» What is being asked: State, as a number alone, how many lines of the entries contain the word "post".
(Records supplied Opens)
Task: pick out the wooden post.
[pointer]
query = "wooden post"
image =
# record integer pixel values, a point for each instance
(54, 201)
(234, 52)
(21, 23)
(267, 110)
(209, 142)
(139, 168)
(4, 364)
(Records supplied Closes)
» Your solution: 2